## Task details
Looking at the data, count the lines where the word "stone" occurs and answer with only the number.

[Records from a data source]
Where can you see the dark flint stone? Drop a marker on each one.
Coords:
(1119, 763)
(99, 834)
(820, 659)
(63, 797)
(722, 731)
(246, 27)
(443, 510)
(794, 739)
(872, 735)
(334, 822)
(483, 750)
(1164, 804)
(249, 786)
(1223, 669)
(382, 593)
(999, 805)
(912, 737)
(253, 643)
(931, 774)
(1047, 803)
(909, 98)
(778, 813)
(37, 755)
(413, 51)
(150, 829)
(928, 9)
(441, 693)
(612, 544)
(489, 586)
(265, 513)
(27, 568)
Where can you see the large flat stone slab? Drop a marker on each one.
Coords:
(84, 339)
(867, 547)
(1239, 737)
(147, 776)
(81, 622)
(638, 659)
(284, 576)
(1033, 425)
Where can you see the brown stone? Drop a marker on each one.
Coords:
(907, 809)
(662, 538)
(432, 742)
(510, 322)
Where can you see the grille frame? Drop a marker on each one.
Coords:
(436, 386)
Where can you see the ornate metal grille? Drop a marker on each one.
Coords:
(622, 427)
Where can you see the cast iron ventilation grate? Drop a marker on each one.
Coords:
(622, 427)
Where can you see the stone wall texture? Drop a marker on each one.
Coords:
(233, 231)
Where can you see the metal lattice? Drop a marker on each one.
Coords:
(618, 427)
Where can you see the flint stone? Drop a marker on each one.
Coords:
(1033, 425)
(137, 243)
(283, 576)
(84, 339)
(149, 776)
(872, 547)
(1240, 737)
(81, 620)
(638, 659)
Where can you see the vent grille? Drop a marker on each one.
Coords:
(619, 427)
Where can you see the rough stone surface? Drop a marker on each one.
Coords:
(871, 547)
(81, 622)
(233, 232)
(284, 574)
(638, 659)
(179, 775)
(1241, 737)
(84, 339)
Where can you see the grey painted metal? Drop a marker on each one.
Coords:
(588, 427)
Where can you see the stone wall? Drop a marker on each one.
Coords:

## Output for this task
7